11.           (Pro Rata Issue): If the Company grants any options, convertible securities or rights to purchase securities or other property pro rata to the holders of any Shares (the “Purchase Rights”), Ironridge will be entitled to acquire, upon the same terms the aggregate Purchase Rights which Ironridge could have acquired if it had held the number of ADRs acquirable upon conversion of all of its Note at the relevant date.

 

12.           (Ranking): Any ADRs issued on conversion of the Original Convertible Note will rank equally with the existing ADRs issued by the Company and will be listed on NASDAQ.

 

13.           (Upon Liquidation): Upon any liquidation, dissolution or winding up of the Company, holders of the Original Convertible Note shall rank senior in priority to holders of ADRs and Shares, and will be entitled to be paid out of the assets of the Company available for distribution, prior to any amounts being paid to holders of ADRs or Shares, an amount with respect to each Original Convertible Note equal to the Liquidation Value.  If, upon any liquidation, dissolution or winding up of the Company, the amounts payable with respect to the Original Convertible Note are not paid in full, the holders will rank senior to the holders of ADRs and Shares in any distribution of assets of the Company and shall receive an amount equal to the principal and all accumulated and unpaid interest, if any, to which each such holder is entitled.

Problem to solve
Tell whether each statement agrees with the note terms, giving yes or no and quoting the deciding words: (a) ADRs issued on conversion of the Original Convertible Note will be listed on NASDAQ; (b) upon liquidation, holders of ADRs are paid before holders of the Original Convertible Note; (c) Ironridge may acquire Purchase Rights on terms that differ from those given to holders of Shares. Rely only on the note terms for this work.

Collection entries
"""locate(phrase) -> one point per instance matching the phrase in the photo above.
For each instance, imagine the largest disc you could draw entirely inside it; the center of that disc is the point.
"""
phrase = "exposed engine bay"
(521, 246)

Task solution
(a) Yes: "will be listed on NASDAQ"
(b) No: "holders of the Original Convertible Note shall rank senior in priority to holders of ADRs and Shares"
(c) No: "Ironridge will be entitled to acquire, upon the same terms the aggregate Purchase Rights"